━━ Dataset extract ━━

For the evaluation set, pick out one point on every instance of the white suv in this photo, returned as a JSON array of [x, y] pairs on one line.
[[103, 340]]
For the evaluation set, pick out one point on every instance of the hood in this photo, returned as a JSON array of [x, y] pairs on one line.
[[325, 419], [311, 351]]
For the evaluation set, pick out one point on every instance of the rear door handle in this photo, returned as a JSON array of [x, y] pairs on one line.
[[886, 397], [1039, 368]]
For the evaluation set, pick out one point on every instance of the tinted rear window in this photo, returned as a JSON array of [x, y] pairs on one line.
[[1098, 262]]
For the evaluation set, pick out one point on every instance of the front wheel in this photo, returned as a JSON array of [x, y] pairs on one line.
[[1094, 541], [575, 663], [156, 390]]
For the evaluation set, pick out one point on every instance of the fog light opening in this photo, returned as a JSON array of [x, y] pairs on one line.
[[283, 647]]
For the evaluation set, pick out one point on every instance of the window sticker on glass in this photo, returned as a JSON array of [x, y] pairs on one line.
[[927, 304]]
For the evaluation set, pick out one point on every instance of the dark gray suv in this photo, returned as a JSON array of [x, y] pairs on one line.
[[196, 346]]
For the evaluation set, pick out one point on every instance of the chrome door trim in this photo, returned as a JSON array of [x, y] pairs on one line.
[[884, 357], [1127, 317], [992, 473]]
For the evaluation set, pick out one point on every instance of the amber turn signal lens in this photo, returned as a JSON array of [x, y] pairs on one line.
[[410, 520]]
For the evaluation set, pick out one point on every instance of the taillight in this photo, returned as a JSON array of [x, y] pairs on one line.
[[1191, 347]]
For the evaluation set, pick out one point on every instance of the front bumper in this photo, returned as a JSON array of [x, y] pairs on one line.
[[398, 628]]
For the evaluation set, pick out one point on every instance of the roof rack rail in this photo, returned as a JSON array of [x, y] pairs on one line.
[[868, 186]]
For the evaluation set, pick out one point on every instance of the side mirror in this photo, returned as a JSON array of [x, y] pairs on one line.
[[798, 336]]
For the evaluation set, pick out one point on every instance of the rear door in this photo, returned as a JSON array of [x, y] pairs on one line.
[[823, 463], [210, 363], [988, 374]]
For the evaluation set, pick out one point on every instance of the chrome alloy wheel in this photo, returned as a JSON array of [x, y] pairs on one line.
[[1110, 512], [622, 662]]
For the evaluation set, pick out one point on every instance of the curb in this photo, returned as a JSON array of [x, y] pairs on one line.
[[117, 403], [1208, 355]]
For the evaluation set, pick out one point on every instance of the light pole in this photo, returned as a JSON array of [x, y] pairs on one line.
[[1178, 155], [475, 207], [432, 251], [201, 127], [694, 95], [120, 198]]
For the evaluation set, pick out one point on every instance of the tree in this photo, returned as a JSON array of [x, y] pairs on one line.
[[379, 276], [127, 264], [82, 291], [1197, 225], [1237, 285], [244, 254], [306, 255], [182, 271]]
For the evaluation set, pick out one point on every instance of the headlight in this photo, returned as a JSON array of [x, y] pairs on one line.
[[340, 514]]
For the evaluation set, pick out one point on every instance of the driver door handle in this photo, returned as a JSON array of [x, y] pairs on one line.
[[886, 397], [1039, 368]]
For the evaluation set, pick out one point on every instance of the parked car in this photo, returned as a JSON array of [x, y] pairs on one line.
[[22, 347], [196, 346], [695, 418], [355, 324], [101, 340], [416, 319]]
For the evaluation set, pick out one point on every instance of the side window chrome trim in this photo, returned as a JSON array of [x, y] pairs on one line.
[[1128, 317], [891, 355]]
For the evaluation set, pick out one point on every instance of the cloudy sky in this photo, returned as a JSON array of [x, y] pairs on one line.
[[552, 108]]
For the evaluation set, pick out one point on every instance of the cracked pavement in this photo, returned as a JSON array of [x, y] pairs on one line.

━━━

» **Work to be completed**
Rewrite the records from the first line down through the line containing "[[325, 419], [311, 351]]", swapping "hood" for "bonnet" and leaving everything else the same.

» **Response for this exercise**
For the evaluation set, pick out one point on every instance of the white suv in this photo, returned as a JSON array of [x, y] pairs on one line.
[[103, 340]]
For the evaluation set, pick out one point on every instance of the bonnet in this photo, returned as a JSON array of [x, y] pairs on one line.
[[325, 419], [311, 351]]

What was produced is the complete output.